Copy every one of the rows below word for word, keeping each line in the same order.

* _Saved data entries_
--------

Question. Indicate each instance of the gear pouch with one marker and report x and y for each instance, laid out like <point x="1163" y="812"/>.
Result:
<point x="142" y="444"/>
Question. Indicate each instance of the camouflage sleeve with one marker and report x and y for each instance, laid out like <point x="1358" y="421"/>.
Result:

--------

* _Written solution_
Question. Indicate each instance of the gear pouch with one marker and report x and y for each instance, laid out like <point x="1163" y="812"/>.
Result:
<point x="142" y="444"/>
Question. Indicate each instance of the camouflage sleeve with one marker and report x and y for each instance, laid out like <point x="1358" y="421"/>.
Result:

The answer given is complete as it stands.